LISTED RECORDS:
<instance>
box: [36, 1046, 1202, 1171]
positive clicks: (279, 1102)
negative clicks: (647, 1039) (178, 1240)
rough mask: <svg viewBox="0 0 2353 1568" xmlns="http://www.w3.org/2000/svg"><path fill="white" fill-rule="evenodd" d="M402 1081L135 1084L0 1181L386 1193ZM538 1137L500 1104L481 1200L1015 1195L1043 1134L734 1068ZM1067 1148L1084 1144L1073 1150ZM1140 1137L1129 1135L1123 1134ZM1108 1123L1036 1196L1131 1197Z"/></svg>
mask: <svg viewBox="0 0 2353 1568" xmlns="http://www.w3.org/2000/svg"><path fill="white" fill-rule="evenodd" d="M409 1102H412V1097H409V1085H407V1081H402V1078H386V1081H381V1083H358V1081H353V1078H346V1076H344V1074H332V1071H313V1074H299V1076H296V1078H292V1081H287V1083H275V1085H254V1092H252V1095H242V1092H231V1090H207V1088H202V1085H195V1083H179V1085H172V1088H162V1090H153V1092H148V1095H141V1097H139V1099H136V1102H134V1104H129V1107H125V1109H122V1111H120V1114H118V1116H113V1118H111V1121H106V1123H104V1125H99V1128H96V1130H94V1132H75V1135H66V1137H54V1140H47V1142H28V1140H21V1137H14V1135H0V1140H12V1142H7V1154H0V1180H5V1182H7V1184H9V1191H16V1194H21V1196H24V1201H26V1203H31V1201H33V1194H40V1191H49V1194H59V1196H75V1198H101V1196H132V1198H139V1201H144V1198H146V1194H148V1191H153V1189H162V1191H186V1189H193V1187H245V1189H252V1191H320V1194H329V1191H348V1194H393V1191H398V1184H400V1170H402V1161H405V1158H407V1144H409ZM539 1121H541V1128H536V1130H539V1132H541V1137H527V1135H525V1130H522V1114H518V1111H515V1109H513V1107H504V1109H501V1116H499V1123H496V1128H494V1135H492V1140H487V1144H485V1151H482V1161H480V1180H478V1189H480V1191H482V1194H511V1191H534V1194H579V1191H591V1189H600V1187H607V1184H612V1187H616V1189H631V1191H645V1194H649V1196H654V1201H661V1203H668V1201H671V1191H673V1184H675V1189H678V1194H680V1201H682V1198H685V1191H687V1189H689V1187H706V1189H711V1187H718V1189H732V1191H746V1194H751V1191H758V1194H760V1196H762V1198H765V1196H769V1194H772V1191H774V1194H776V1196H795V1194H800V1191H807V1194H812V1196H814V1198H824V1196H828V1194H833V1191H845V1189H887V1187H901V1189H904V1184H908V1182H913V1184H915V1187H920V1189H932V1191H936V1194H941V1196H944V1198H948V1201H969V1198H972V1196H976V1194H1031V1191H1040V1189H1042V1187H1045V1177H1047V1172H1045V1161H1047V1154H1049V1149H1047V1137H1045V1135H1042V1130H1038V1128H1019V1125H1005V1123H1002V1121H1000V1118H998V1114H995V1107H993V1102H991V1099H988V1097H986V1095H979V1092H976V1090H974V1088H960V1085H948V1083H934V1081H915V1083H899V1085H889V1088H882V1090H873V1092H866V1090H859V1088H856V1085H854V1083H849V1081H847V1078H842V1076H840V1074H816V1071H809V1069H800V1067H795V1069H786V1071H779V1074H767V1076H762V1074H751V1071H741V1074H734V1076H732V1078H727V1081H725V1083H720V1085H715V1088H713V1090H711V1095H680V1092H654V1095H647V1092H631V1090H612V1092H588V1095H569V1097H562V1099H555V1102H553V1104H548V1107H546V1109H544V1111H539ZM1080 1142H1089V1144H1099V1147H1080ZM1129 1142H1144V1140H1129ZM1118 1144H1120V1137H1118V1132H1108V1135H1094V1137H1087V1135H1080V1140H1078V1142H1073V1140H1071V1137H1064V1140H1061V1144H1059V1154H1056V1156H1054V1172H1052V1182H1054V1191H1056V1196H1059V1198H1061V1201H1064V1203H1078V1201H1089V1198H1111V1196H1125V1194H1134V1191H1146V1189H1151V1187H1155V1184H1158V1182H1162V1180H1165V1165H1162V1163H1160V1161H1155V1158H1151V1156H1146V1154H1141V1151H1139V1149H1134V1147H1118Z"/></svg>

PROBLEM:
Using the listing above, copy exactly the line that contains "box: [36, 1046, 1202, 1171]", the line that contains "negative clicks: (647, 1039) (178, 1240)", and each line that falls between them.

RESULT FOR THIS TASK:
box: [36, 1046, 1202, 1171]
positive clicks: (279, 1102)
negative clicks: (647, 1039) (178, 1240)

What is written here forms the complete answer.